#### [Given task 1]
According to the session abstracts, how many analysis centers provided daily and weekly solutions for EPN-Repro2?
#### [Given task 2]
Please state whether each statement agrees with the session abstracts, answering yes or no and quoting the deciding words: (a) EPN-Repro1 homogenized the solutions in the IGb08 reference frame. (b) Coordinated reprocessing among the EPN analysis centers began in 2009. (c) Bad data sections that have been identified should at least be flagged.

#### [Passage given]
- - - - -
14:00 EPN Reprocessing Activities: A Summary

Coordinated reprocessing activities started within the group of the EPN analysis centers during 2009. The main goal was the homogenization of the entire solutions in the reference frame IGS05 between 1996 until the end of 2009. Almost each Analysis Centre of the EPN participated and contributed solutions for the mentioned period. This activity is known as EPN-Repro1. With the introduction of the IGb08 another reprocessing campaign was required. This time a smaller group of five ACs provided daily and weekly solutions for the period 1996 until the end of 2013 (named EPN-Repro2). The presentation will give a summary of the activities from the different ACs and the EPN Analysis Combination Centre.

Speaker: Dr Christof Voelksen (Bavarian Academie of Sciences and Humanities / Geodesy and Glaciology)

14:15 EPN data quality revision in view of EPN repro-3

During EPN REPRO-2 reprocessing and the follow on analysis steps (combination, multi-year solution generation, tropospheric combination) several data quality issues had been identified. Most of then related to specific stations and specific period of time and may appear in all product level. In order to clearly identify the problem sources all information must be carefully checked, where all EPN Coordinators and data base maintainers should cooperate. The identified bad data sections should at least be flagged.

Speaker: Dr Ambrus Kenyeres (BFKH FTFF)
- - - - -
#### [Listed records]
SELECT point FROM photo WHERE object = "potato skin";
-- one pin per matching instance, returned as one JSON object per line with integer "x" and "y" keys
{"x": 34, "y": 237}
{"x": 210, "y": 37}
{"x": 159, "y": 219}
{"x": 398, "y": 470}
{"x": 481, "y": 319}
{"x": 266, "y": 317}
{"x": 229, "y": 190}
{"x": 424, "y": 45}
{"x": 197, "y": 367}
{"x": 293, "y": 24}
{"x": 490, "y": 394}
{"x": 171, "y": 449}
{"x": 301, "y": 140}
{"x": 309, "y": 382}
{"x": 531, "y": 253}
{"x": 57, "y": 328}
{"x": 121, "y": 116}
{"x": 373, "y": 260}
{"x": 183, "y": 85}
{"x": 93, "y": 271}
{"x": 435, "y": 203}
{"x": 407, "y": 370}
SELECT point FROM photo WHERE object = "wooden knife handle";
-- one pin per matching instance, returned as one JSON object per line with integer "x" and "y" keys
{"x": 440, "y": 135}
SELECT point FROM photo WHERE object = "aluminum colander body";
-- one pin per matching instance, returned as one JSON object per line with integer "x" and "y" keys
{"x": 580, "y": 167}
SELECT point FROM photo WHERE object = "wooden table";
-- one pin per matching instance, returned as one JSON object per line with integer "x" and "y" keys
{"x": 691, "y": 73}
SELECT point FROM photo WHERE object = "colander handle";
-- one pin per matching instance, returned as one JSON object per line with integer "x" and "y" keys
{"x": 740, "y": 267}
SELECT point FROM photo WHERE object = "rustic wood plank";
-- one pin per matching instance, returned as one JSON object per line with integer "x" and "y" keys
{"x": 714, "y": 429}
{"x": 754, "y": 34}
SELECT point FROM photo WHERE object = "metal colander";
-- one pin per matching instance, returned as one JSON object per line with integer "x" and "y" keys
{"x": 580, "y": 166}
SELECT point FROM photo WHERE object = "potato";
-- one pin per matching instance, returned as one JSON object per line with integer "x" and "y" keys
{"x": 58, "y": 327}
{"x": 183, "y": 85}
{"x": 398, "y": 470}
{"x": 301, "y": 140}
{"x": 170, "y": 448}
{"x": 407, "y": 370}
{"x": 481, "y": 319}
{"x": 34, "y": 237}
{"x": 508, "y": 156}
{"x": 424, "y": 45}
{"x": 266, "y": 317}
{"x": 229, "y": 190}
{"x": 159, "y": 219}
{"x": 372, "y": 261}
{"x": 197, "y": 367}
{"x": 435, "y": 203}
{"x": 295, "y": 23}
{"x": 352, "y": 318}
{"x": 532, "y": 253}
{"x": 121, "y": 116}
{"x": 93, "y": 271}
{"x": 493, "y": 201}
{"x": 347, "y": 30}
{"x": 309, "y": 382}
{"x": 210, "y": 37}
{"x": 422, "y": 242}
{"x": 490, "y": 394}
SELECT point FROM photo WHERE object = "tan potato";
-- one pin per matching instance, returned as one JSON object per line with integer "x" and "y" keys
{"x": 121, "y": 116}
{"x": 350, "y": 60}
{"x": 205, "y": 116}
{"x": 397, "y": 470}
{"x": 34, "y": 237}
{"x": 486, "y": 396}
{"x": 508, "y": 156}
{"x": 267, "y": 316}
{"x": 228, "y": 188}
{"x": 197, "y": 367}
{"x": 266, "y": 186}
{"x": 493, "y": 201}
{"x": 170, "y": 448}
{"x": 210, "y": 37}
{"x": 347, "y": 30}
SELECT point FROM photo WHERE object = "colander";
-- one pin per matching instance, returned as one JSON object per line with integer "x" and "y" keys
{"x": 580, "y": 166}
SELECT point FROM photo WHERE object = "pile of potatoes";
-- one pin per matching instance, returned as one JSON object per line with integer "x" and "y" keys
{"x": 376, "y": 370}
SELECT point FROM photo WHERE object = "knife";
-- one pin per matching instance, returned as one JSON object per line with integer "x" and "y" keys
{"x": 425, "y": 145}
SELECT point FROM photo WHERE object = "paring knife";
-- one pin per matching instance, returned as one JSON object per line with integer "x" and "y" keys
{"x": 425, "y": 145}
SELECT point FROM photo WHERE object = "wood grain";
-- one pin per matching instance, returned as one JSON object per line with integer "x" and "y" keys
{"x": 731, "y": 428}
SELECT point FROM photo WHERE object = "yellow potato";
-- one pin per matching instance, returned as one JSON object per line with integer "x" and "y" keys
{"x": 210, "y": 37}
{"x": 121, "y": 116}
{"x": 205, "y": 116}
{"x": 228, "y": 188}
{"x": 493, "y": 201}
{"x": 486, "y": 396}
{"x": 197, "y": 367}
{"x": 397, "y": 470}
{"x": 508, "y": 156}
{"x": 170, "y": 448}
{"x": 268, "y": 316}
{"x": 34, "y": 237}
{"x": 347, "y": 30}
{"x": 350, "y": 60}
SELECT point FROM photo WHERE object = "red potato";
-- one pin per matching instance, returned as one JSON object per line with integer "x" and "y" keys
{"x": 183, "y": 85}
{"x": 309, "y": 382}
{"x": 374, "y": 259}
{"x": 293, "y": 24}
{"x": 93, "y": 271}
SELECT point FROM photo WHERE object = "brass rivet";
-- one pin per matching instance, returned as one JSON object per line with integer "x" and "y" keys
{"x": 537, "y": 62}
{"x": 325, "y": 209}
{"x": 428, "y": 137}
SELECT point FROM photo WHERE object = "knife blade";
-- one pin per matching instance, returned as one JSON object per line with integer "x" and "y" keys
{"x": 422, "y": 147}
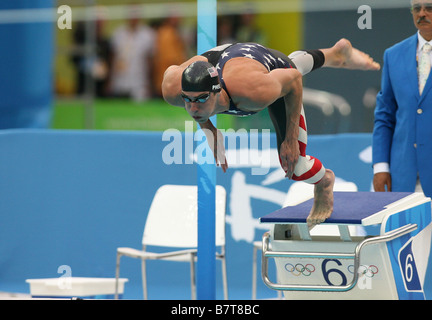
- - - - -
#### [Expected answer 1]
Five analysis centers.

#### [Expected answer 2]
(a) No: "the homogenization of the entire solutions in the reference frame IGS05"
(b) Yes: "Coordinated reprocessing activities started within the group of the EPN analysis centers during 2009."
(c) Yes: "The identified bad data sections should at least be flagged."